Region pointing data
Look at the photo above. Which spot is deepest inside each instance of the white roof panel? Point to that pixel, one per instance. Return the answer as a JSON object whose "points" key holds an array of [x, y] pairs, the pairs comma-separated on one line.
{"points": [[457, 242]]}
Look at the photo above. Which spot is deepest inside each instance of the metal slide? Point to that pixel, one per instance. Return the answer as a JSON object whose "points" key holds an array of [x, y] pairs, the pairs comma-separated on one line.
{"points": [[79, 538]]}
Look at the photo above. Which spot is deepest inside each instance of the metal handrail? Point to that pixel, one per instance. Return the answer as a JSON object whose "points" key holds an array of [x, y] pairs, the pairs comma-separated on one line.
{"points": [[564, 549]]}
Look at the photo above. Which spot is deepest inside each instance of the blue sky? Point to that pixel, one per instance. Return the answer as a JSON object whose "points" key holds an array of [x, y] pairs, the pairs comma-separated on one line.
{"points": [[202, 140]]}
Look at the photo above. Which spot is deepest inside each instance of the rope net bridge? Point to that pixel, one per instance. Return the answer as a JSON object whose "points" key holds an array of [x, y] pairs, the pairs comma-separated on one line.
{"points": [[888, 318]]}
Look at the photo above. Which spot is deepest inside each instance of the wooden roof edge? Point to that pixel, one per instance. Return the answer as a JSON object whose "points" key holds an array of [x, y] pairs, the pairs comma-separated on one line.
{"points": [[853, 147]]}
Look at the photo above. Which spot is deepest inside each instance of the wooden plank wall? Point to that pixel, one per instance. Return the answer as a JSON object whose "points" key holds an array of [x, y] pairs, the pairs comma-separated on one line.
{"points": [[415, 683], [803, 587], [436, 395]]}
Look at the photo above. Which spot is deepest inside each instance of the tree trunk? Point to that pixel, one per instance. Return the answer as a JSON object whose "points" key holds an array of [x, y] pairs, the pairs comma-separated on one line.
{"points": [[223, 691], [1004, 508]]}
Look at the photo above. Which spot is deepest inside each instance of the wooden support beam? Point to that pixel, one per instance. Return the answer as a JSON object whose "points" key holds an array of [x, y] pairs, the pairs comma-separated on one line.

• [PROBLEM DETAILS]
Would you please give all of the records again exactly as they stand?

• [RESPONSE BELOW]
Look at the photo above. Which spot is deepest inside each instance of the white roof panel? Point to that pixel, one per instance. Return the answer as a JSON object whose "points" key holds an array of [x, y] pairs, the pairs comma-separated on one line.
{"points": [[457, 242]]}
Look at the photo above. Which spot is deepest inside each instance of the metal slide? Point to that pixel, one per instance. Return the answer as a JSON object whose "points" key holds an array of [x, y] pairs, the pairs comma-separated on one line.
{"points": [[79, 538]]}
Look at the photo above. Which spot is deepest inside each instance of the metal handrail? Point to that pixel, one per instance. Return the answer as a JSON object whose "points" key holds an array of [x, y] pairs, the pairs comma-separated on one line.
{"points": [[564, 549]]}
Look at the photo above. Which spot is deepest inside each instance of the blue sky? Point to that pixel, one per instance. Return the answer as a JSON object whose "points" key holds an array of [x, y] pairs, the pairs comma-separated on one line.
{"points": [[202, 140]]}
Look at the photo above. Which spot is deepest inside each instance of the rope net bridge? Point to that pixel, one per instance. Return the answer as a JSON object whose "points" key holds an array of [x, y] pairs, the pairs comma-separated on one line.
{"points": [[888, 318]]}
Look at the photo above. Which spot is deepest inside each instance of the wooden roof edge? Point to that pixel, one per instance. Return the answer as a JSON object whose "points" key holds an array of [x, y] pairs, the pairs comma-separated on one line.
{"points": [[853, 147]]}
Look at the photo above. Which spot is deepest inside each instance of the wooden plank wall? Point to that pixel, one per instance. Return the answer as a JSON object whose "points" key holds an array of [x, y] pairs, the pairs comma-separated on one line.
{"points": [[415, 683], [803, 587], [436, 395]]}
Look at the photo above. Which spot is deepest inside each instance of the tree trunk? Point to that pixel, one per instance. Return the answer as a JSON object whose "points" key holds an array of [x, y] pairs, the pairs comma-separated on one line.
{"points": [[223, 691], [1004, 508]]}
Look at the photo above. Which spot is deepest inside each instance of the wooden support beam? Point to that pixel, one per instance. Return the answer as a JSON object whose "points" key holds an array of [x, y] pairs, the pairs comma-separated on one line.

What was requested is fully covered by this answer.